Data rows
════
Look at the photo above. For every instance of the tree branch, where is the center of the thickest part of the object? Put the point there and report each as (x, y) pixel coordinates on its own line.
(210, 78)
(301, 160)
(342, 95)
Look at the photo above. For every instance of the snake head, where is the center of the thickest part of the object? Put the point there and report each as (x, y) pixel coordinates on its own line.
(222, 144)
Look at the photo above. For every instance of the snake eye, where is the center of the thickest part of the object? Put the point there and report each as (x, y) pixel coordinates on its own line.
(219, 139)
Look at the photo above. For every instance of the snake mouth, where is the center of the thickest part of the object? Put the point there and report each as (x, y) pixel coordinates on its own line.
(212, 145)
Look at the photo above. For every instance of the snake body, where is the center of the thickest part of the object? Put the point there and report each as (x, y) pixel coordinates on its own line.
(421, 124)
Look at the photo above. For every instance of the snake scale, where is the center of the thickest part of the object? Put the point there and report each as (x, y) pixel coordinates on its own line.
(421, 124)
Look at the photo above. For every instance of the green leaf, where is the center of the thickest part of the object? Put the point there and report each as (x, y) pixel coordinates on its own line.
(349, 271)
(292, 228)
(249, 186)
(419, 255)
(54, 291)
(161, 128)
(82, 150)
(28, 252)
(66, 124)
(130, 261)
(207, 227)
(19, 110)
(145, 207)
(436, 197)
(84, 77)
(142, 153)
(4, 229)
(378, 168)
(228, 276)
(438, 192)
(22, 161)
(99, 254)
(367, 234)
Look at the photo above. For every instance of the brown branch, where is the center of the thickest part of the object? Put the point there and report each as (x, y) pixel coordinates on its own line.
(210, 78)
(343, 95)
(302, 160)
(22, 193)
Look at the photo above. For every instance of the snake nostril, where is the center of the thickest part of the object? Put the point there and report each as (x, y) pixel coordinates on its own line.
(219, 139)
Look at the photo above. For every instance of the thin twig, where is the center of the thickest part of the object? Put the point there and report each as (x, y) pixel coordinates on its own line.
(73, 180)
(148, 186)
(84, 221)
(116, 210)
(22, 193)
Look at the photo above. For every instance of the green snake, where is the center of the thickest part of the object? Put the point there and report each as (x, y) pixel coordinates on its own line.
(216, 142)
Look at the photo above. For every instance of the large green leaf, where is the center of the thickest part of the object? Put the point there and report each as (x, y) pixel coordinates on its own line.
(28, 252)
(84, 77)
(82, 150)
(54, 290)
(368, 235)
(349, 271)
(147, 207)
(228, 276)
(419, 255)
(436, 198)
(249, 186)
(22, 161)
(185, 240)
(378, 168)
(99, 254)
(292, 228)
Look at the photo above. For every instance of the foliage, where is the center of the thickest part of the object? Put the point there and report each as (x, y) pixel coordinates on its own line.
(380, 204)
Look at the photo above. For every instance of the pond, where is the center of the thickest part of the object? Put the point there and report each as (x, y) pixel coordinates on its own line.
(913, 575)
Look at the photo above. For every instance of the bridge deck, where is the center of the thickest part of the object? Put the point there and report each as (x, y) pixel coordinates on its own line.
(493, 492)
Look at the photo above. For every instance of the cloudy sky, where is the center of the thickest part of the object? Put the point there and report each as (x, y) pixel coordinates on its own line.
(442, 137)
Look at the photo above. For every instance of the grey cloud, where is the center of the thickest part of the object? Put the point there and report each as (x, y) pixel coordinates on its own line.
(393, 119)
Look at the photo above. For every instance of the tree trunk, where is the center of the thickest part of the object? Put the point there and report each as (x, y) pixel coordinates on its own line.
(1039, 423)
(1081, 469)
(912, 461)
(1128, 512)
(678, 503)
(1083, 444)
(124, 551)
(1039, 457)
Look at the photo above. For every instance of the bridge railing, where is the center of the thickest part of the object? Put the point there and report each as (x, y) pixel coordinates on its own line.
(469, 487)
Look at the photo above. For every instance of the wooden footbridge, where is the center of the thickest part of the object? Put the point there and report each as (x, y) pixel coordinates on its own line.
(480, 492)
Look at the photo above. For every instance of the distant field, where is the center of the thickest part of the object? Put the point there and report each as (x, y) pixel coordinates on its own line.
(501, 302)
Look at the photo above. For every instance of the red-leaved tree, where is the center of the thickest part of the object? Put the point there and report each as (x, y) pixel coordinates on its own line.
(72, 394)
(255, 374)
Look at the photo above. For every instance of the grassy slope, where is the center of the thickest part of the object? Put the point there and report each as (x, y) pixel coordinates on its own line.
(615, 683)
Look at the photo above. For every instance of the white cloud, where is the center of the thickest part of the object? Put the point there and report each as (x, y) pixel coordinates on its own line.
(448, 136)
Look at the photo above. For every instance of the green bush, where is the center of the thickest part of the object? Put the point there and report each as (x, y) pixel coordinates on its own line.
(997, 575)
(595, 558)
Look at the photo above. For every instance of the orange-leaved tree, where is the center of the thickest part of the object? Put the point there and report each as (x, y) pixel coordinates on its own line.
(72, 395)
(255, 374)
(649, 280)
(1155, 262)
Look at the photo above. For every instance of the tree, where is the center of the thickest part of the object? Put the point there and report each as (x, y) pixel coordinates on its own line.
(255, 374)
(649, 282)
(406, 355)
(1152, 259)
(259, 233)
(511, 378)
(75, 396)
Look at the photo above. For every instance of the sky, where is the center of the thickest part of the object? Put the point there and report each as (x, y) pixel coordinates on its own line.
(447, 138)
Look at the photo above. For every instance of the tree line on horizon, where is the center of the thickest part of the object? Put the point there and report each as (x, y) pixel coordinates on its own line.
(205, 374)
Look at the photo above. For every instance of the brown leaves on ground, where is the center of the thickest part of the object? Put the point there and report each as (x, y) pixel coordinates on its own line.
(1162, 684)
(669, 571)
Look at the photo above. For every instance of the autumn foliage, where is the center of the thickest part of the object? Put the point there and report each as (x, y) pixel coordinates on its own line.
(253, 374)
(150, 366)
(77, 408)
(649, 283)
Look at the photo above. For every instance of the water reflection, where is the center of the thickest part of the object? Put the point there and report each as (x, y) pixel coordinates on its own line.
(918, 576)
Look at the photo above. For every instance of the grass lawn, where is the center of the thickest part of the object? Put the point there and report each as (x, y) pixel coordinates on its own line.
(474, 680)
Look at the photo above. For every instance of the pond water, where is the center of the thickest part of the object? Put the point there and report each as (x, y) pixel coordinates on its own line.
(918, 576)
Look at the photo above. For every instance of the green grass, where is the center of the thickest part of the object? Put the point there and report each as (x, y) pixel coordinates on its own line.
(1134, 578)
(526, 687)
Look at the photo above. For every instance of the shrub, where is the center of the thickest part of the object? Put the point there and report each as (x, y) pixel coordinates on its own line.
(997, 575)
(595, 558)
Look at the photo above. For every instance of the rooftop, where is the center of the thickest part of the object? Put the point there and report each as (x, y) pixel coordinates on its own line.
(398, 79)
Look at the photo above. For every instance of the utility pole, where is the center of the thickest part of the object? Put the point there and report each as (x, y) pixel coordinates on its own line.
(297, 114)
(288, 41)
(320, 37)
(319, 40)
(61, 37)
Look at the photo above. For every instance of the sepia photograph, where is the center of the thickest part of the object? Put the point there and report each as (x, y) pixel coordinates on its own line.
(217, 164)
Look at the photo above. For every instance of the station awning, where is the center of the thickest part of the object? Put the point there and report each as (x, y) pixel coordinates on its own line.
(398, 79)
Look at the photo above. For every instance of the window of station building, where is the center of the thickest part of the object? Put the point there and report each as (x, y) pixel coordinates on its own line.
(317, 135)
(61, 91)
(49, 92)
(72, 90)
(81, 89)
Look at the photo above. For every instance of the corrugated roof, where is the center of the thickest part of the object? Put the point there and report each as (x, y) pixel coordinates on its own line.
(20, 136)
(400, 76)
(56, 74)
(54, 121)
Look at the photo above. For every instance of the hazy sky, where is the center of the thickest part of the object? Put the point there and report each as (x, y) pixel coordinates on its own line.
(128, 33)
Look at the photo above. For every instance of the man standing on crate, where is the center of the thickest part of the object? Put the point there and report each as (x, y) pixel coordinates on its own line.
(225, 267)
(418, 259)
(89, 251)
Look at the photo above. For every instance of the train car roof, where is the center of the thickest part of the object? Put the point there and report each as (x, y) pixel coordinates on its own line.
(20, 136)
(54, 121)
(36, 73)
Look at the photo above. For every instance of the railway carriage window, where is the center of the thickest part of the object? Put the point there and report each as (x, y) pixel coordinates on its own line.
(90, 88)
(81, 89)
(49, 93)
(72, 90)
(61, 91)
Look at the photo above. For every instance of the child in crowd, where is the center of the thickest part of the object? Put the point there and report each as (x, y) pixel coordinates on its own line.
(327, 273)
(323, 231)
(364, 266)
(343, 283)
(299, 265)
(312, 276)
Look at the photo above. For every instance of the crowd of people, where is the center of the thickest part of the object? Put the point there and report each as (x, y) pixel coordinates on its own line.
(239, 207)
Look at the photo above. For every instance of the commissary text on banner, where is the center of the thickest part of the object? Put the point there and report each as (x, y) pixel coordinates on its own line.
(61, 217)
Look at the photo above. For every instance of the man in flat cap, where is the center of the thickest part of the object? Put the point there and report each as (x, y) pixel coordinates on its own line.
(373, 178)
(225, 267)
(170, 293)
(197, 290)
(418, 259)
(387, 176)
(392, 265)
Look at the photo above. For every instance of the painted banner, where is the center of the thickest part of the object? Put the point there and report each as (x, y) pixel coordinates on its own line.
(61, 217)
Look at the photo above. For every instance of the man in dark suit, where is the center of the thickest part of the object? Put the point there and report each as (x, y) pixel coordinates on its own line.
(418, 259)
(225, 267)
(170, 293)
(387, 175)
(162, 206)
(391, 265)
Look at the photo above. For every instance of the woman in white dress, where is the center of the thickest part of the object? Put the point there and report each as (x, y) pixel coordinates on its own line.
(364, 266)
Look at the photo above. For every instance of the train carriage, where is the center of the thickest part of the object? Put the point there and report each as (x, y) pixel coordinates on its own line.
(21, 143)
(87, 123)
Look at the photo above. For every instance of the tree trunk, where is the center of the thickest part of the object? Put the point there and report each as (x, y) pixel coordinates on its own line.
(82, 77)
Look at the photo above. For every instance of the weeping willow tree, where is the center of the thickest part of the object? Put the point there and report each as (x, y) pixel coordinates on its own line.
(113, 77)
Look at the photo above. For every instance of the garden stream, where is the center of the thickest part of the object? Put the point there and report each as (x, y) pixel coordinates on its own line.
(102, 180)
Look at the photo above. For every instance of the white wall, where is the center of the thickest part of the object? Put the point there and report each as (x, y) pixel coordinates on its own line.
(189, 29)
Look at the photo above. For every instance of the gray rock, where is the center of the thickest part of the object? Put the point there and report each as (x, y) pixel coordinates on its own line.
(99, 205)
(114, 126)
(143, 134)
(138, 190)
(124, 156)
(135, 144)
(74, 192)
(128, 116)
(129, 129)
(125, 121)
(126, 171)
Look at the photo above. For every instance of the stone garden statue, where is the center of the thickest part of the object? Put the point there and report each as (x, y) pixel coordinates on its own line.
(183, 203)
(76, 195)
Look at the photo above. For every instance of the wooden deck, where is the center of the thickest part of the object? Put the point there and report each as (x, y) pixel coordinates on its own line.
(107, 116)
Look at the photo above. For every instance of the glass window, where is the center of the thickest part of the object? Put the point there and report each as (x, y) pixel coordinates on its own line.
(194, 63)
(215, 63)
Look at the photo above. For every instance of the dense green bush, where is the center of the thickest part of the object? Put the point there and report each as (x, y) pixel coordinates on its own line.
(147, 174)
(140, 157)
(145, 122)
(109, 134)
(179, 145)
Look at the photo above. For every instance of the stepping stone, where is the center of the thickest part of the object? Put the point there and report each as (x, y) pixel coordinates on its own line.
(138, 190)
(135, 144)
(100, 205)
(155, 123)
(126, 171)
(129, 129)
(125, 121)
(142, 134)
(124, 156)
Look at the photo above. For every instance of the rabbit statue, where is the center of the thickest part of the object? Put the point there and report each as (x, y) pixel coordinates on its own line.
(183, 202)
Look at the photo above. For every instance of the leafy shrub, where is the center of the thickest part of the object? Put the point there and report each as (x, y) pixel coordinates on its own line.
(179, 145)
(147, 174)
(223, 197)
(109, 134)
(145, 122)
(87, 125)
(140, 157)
════
What to work on
Through the last line of the entries above, beginning at the line containing "Look at the photo above. For every instance of the rabbit", transcribe each line exactly, both ends included and nothing more.

Answer to the exercise
Look at the photo above. For every instance of the rabbit statue, where is the center of the thickest part of the object? Put the point there and report each as (x, y) pixel coordinates on its own line.
(183, 202)
Look at the photo above. For every instance of the leafy shrub, where is the center of the thickest part of the object? Put the point there and report each as (x, y) pixel coordinates on its own line.
(179, 145)
(147, 174)
(223, 197)
(109, 134)
(145, 122)
(87, 125)
(140, 157)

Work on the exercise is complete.